WORK TO DO:
a – Translate this sentence from the article about Tommy's Seafood into Spanish: "Tommy’s Seafood, founded in 1982, is a gulf seafood processor located in Chalmette, Louisiana, near the Industrial Canal and the Shushan Lakefront Airport."
b – According to the article about Tommy's Seafood, roughly how large is the factory?
c – From the article about Tommy's Seafood, write out the part that opens with the words "Tommy’s Seafood, founded" and closes with "hands on processor.".

DOCUMENT SECTION:
* Start *
My Rouses Everyday, November/December 2016
Chalin Delaune is not the run-of-the-mill 27-year-old.
In fact, he is rather extra-ordinary in life and in work. Everything about the young man who serves as vice president of his family’s business, Tommy’s Seafood, speaks to hard work, family and faith. Those are his words spoken with quiet humility, nothing false or forced as he speaks.
Ask him what is the best part of his day, and he is quick to respond, “The ride into work is my favorite, as coming into work each day it doesn’t feel like going to work. And I take that time to pray for my family, our employees, our customers and the quality of our work,” he says. “I also pray for issues and problems way beyond me, like the people caught in the terrible floods in recent weeks in nearby parishes in Louisiana. I try to prepare myself mentally and spiritually, and that’s what gives me the energy I need for the day ahead.”
The day ahead includes running the family business, alongside his father Tommy, his mother Maria, three brothers, and members of his extended family, close friends and loyal employees.
Tommy’s Seafood, founded in 1982, is a gulf seafood processor located in Chalmette, Louisiana, near the Industrial Canal and the Shushan Lakefront Airport. The factory is approximately 30,000 square-feet and is divided into multiple workshops including but not limited to wild-caught head-on and head-off shrimp, live and cleaned frozen blue crab, shucked oysters, and fish fillets. As far as shrimp are concerned, there are no peeling machines on-site because Tommy’s Seafood prides itself on being a hands on processor.
* End *
RECORD LIST:
* Start *
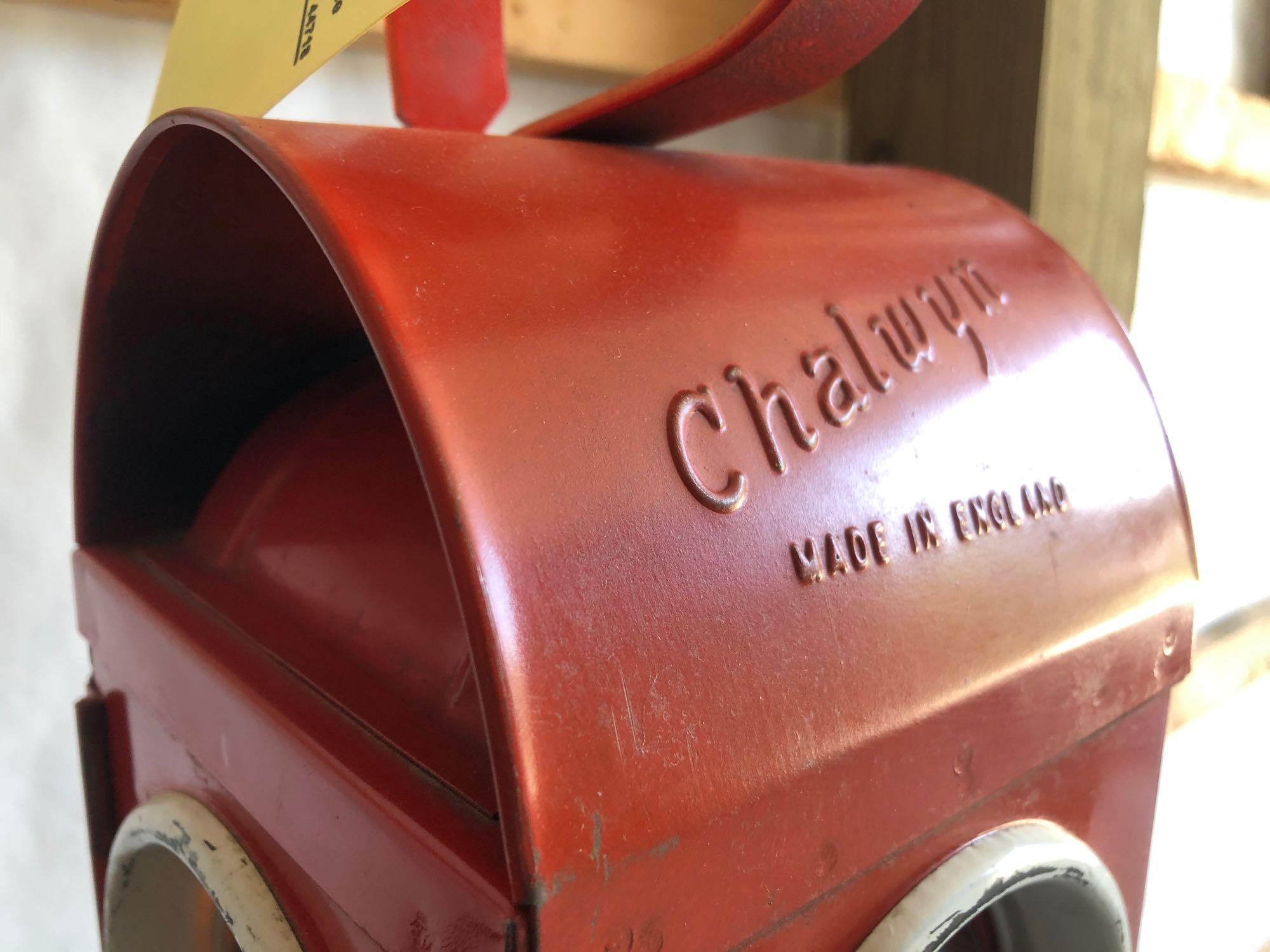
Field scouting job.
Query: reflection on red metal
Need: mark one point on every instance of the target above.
(448, 65)
(783, 50)
(525, 544)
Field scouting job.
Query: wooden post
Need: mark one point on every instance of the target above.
(1045, 102)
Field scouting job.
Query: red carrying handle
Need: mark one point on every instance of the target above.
(783, 50)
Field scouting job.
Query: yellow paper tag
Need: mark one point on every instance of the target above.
(243, 56)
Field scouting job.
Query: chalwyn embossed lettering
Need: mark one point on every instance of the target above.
(761, 404)
(684, 407)
(904, 332)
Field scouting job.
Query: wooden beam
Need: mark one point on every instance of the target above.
(1045, 102)
(1229, 656)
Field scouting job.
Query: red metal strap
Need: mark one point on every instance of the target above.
(449, 69)
(448, 65)
(783, 50)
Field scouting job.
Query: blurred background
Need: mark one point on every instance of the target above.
(1136, 131)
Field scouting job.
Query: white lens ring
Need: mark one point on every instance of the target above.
(1043, 890)
(178, 880)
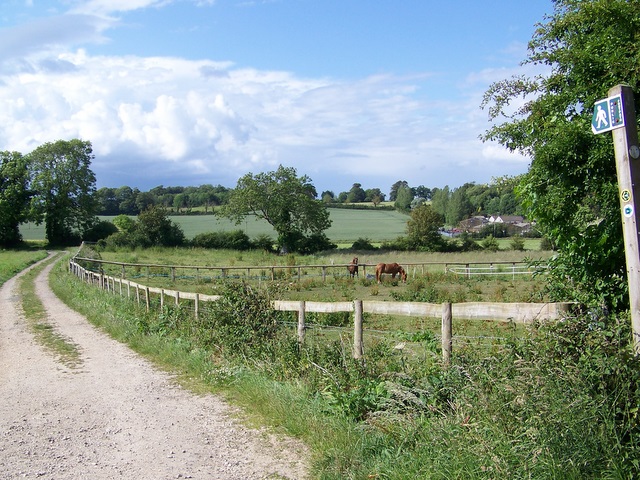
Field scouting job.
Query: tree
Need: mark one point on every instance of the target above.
(126, 198)
(356, 194)
(393, 194)
(14, 197)
(374, 195)
(570, 189)
(459, 207)
(440, 199)
(403, 199)
(64, 189)
(107, 201)
(423, 228)
(287, 202)
(154, 228)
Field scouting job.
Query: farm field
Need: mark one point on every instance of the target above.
(347, 226)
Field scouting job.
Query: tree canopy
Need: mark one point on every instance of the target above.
(287, 202)
(14, 197)
(583, 49)
(63, 189)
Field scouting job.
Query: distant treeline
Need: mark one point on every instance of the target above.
(453, 205)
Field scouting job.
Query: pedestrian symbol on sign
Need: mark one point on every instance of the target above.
(607, 114)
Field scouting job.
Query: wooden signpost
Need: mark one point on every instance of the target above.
(617, 114)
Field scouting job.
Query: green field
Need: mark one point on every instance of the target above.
(347, 226)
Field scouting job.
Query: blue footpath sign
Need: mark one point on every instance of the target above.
(607, 114)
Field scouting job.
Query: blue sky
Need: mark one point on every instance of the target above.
(188, 92)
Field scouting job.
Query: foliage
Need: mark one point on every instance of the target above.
(235, 240)
(363, 244)
(491, 244)
(404, 197)
(124, 223)
(99, 231)
(287, 202)
(14, 197)
(241, 321)
(587, 47)
(559, 403)
(423, 228)
(154, 228)
(63, 189)
(517, 243)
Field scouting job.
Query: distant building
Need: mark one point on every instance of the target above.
(473, 224)
(512, 219)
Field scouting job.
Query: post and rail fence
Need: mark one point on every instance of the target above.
(505, 312)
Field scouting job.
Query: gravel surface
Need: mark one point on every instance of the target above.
(115, 415)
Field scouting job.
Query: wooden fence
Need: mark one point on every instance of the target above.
(516, 312)
(273, 272)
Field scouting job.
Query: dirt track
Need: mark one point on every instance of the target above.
(115, 415)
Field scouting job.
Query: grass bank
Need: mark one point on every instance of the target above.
(559, 402)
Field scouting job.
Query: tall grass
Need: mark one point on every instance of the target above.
(562, 402)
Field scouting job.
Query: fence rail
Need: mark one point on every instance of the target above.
(273, 271)
(515, 312)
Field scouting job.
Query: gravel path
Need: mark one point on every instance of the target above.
(115, 415)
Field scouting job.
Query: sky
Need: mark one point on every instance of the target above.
(194, 92)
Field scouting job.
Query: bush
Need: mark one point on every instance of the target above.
(234, 240)
(241, 322)
(264, 242)
(99, 231)
(491, 244)
(517, 243)
(363, 244)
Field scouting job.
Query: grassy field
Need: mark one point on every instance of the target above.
(521, 406)
(347, 227)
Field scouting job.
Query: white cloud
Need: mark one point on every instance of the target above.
(163, 120)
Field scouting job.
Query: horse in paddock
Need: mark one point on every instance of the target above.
(392, 268)
(353, 267)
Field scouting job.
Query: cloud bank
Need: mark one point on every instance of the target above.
(175, 121)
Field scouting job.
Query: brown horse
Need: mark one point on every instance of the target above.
(392, 268)
(353, 267)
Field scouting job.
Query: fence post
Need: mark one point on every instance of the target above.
(446, 332)
(301, 324)
(357, 330)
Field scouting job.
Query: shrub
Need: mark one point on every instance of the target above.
(99, 231)
(363, 244)
(491, 244)
(234, 240)
(517, 243)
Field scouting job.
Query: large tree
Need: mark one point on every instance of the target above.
(584, 48)
(14, 197)
(423, 229)
(64, 189)
(287, 202)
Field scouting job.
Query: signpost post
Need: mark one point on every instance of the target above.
(617, 113)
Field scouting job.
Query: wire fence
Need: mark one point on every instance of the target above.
(154, 297)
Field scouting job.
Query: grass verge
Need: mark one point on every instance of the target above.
(559, 404)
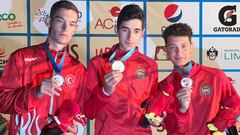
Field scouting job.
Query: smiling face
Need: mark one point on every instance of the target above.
(130, 33)
(63, 26)
(179, 50)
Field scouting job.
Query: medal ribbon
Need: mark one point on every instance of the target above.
(56, 68)
(188, 69)
(125, 57)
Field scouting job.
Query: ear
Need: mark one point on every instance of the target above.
(47, 21)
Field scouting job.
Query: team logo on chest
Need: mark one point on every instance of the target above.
(70, 80)
(205, 90)
(141, 73)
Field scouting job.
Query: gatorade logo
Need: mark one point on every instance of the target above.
(6, 17)
(227, 15)
(173, 13)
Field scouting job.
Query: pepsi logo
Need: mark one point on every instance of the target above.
(173, 13)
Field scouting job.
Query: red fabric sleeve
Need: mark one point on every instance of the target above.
(14, 96)
(95, 101)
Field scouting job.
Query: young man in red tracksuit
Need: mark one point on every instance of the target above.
(121, 79)
(37, 79)
(199, 91)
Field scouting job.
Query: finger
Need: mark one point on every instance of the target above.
(111, 74)
(47, 93)
(114, 78)
(114, 81)
(72, 130)
(55, 85)
(54, 92)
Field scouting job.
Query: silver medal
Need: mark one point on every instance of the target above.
(59, 79)
(186, 82)
(118, 65)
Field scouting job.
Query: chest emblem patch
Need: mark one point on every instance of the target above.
(70, 80)
(206, 90)
(141, 73)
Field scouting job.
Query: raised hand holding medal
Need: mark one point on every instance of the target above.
(186, 81)
(118, 64)
(184, 94)
(115, 76)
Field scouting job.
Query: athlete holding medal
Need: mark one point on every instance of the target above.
(121, 79)
(199, 91)
(37, 79)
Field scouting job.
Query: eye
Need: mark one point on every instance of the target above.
(58, 20)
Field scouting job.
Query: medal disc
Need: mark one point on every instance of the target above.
(118, 65)
(59, 79)
(186, 82)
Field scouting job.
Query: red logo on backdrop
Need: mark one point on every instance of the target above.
(108, 23)
(115, 11)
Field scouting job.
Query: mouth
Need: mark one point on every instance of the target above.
(63, 35)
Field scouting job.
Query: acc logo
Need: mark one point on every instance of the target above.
(173, 13)
(115, 11)
(141, 73)
(70, 80)
(227, 15)
(108, 23)
(205, 90)
(212, 53)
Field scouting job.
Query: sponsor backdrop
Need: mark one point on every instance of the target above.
(215, 25)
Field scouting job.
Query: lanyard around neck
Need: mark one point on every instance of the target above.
(57, 68)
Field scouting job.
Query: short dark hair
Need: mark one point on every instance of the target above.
(62, 4)
(130, 12)
(177, 29)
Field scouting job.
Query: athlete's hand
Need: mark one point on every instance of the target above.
(184, 98)
(111, 80)
(49, 87)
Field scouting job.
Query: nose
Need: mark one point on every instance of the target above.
(130, 35)
(179, 50)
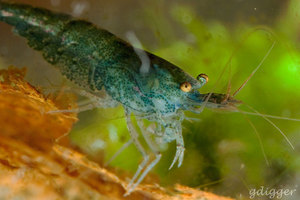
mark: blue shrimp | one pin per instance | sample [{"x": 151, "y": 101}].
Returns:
[{"x": 97, "y": 61}]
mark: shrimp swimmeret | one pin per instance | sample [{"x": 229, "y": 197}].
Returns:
[{"x": 146, "y": 85}]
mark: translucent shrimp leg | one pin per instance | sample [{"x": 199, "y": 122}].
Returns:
[
  {"x": 154, "y": 149},
  {"x": 179, "y": 148},
  {"x": 134, "y": 135}
]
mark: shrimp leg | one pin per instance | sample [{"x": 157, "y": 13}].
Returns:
[{"x": 134, "y": 135}]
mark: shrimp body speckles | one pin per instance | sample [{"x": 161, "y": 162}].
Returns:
[{"x": 97, "y": 60}]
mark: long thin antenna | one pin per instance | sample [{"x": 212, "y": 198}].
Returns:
[
  {"x": 268, "y": 120},
  {"x": 261, "y": 62},
  {"x": 258, "y": 136},
  {"x": 270, "y": 116}
]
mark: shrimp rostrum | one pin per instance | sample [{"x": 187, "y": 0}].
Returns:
[{"x": 96, "y": 60}]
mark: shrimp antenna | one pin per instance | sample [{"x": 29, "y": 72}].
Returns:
[
  {"x": 258, "y": 136},
  {"x": 270, "y": 116},
  {"x": 261, "y": 62},
  {"x": 268, "y": 120},
  {"x": 224, "y": 69}
]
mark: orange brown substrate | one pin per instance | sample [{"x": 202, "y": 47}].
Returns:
[{"x": 29, "y": 168}]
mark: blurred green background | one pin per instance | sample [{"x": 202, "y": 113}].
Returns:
[{"x": 223, "y": 153}]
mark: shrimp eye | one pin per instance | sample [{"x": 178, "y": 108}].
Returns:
[
  {"x": 186, "y": 87},
  {"x": 203, "y": 78}
]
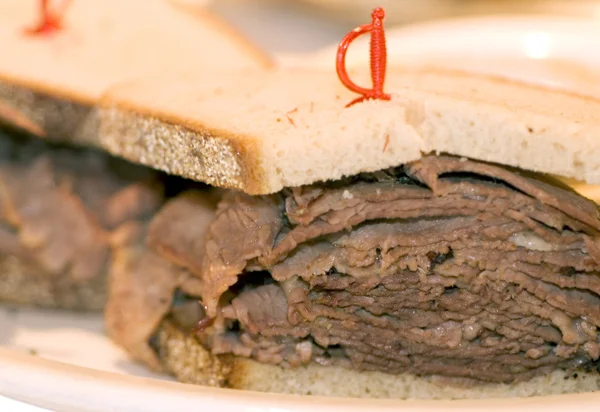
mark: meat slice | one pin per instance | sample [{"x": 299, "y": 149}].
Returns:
[
  {"x": 244, "y": 228},
  {"x": 59, "y": 208},
  {"x": 444, "y": 266}
]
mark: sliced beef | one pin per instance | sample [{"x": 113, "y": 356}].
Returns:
[
  {"x": 59, "y": 208},
  {"x": 444, "y": 266}
]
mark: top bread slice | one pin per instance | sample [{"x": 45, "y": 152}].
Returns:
[
  {"x": 267, "y": 130},
  {"x": 52, "y": 79}
]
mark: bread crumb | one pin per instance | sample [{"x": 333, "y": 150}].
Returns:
[{"x": 387, "y": 142}]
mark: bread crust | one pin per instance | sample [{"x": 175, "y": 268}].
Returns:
[
  {"x": 267, "y": 139},
  {"x": 184, "y": 357}
]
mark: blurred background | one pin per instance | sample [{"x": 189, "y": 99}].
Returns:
[{"x": 305, "y": 25}]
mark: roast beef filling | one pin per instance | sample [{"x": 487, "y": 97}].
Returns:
[
  {"x": 59, "y": 210},
  {"x": 445, "y": 266}
]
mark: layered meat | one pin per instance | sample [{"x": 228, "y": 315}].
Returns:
[
  {"x": 60, "y": 213},
  {"x": 444, "y": 266}
]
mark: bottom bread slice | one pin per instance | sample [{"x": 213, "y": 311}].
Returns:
[{"x": 182, "y": 355}]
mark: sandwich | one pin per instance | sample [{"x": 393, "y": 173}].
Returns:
[
  {"x": 427, "y": 246},
  {"x": 65, "y": 210},
  {"x": 423, "y": 243}
]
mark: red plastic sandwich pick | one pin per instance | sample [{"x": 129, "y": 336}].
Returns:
[
  {"x": 51, "y": 20},
  {"x": 378, "y": 59}
]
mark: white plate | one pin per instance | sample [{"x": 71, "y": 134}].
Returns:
[
  {"x": 554, "y": 51},
  {"x": 76, "y": 368}
]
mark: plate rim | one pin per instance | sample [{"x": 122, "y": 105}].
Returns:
[{"x": 69, "y": 387}]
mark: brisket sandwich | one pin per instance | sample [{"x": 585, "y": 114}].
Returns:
[
  {"x": 62, "y": 209},
  {"x": 63, "y": 213},
  {"x": 426, "y": 246}
]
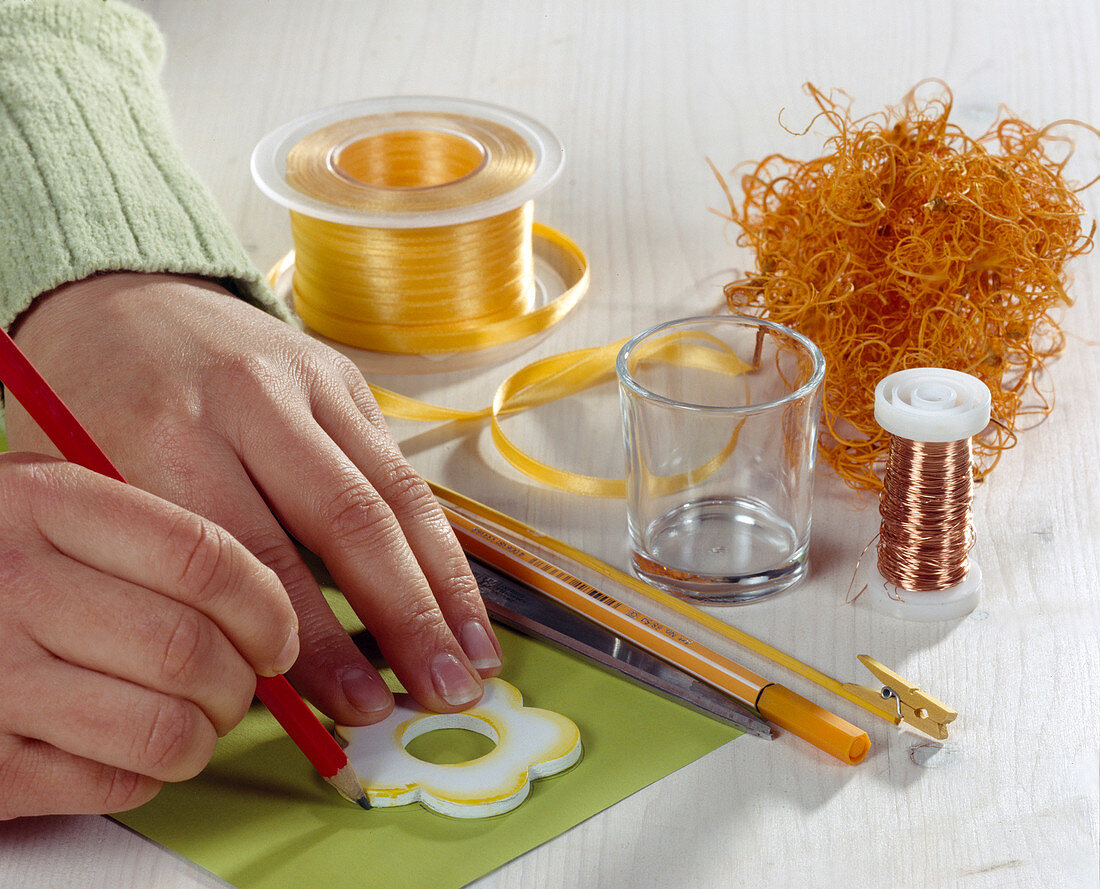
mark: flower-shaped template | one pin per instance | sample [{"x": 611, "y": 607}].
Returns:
[{"x": 530, "y": 743}]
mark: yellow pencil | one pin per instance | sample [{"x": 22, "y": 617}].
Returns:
[{"x": 778, "y": 704}]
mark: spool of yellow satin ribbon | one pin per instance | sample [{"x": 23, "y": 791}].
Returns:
[
  {"x": 414, "y": 233},
  {"x": 413, "y": 221}
]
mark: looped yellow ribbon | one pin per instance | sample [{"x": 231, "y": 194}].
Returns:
[{"x": 568, "y": 373}]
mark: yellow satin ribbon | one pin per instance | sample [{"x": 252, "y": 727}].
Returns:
[
  {"x": 400, "y": 282},
  {"x": 400, "y": 286},
  {"x": 569, "y": 373}
]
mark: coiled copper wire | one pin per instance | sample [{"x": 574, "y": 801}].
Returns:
[{"x": 925, "y": 535}]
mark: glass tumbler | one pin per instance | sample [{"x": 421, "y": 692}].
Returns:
[{"x": 719, "y": 419}]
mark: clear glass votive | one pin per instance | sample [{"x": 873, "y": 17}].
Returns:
[{"x": 719, "y": 419}]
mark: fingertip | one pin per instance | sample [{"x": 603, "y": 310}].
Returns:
[
  {"x": 367, "y": 697},
  {"x": 288, "y": 654},
  {"x": 453, "y": 681},
  {"x": 481, "y": 648}
]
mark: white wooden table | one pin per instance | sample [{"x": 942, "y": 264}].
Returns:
[{"x": 641, "y": 94}]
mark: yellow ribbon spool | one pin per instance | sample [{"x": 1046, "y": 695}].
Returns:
[
  {"x": 414, "y": 233},
  {"x": 413, "y": 221}
]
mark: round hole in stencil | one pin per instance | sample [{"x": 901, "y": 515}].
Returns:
[
  {"x": 450, "y": 738},
  {"x": 409, "y": 158}
]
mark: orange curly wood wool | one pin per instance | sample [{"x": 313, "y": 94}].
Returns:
[{"x": 908, "y": 244}]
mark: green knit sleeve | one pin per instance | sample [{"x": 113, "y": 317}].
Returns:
[{"x": 91, "y": 178}]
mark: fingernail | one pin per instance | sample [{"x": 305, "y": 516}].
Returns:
[
  {"x": 453, "y": 681},
  {"x": 289, "y": 654},
  {"x": 365, "y": 692},
  {"x": 479, "y": 646}
]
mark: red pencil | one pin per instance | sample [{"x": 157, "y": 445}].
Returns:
[{"x": 77, "y": 446}]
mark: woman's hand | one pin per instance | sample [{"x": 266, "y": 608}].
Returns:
[
  {"x": 132, "y": 633},
  {"x": 211, "y": 404}
]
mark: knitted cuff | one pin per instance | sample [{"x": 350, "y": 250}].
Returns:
[{"x": 91, "y": 178}]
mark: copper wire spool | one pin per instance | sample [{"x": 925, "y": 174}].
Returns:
[
  {"x": 926, "y": 531},
  {"x": 924, "y": 570}
]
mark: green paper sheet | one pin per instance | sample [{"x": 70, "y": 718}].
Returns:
[{"x": 260, "y": 816}]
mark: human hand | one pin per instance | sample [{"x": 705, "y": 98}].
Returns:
[
  {"x": 132, "y": 635},
  {"x": 221, "y": 408}
]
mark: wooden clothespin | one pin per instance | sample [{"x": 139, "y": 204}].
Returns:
[{"x": 914, "y": 706}]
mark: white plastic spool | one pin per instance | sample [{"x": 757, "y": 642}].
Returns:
[{"x": 930, "y": 405}]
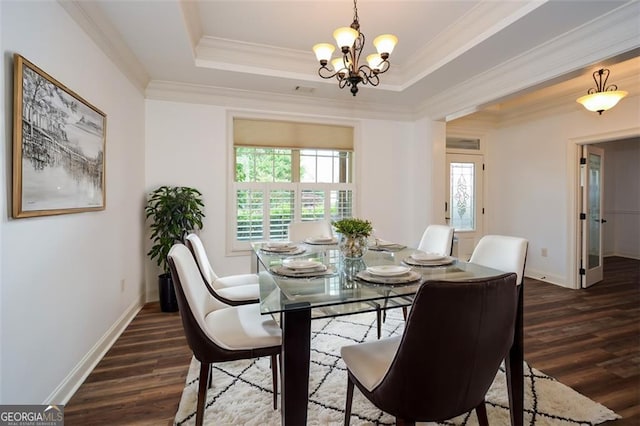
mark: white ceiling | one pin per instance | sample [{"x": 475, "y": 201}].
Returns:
[{"x": 264, "y": 46}]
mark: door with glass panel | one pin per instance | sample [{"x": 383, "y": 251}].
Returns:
[
  {"x": 592, "y": 179},
  {"x": 463, "y": 209}
]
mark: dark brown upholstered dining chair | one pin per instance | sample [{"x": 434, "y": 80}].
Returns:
[
  {"x": 227, "y": 334},
  {"x": 455, "y": 338}
]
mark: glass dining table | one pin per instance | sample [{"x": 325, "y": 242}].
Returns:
[{"x": 304, "y": 281}]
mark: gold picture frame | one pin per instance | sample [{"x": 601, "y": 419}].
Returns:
[{"x": 59, "y": 142}]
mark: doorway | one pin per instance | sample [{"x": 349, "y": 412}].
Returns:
[
  {"x": 614, "y": 230},
  {"x": 464, "y": 205}
]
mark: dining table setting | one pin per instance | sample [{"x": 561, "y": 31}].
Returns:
[{"x": 304, "y": 280}]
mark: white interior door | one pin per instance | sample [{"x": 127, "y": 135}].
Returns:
[
  {"x": 592, "y": 180},
  {"x": 464, "y": 208}
]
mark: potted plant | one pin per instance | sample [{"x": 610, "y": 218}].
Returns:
[
  {"x": 174, "y": 211},
  {"x": 353, "y": 236}
]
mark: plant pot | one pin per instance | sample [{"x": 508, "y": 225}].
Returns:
[
  {"x": 168, "y": 299},
  {"x": 353, "y": 247}
]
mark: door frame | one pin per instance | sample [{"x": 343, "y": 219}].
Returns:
[
  {"x": 592, "y": 275},
  {"x": 574, "y": 152}
]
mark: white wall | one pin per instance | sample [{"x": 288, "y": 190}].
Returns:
[
  {"x": 530, "y": 175},
  {"x": 61, "y": 293},
  {"x": 622, "y": 198},
  {"x": 187, "y": 144}
]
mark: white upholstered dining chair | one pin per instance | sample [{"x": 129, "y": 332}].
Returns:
[
  {"x": 219, "y": 335},
  {"x": 437, "y": 239},
  {"x": 505, "y": 253},
  {"x": 232, "y": 290}
]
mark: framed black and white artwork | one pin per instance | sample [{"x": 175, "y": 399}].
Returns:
[{"x": 58, "y": 147}]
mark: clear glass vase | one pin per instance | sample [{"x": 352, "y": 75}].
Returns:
[{"x": 353, "y": 246}]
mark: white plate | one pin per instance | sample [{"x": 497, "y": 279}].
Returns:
* End *
RESULTS FOR THE EXERCISE:
a – Tommy’s Seafood, fundada en 1982, es una procesadora de mariscos del golfo ubicada en Chalmette, Luisiana, cerca del Industrial Canal y del aeropuerto Shushan Lakefront.

b – It is approximately 30,000 square feet.

c –
Tommy’s Seafood, founded in 1982, is a gulf seafood processor located in Chalmette, Louisiana, near the Industrial Canal and the Shushan Lakefront Airport. The factory is approximately 30,000 square-feet and is divided into multiple workshops including but not limited to wild-caught head-on and head-off shrimp, live and cleaned frozen blue crab, shucked oysters, and fish fillets. As far as shrimp are concerned, there are no peeling machines on-site because Tommy’s Seafood prides itself on being a hands on processor.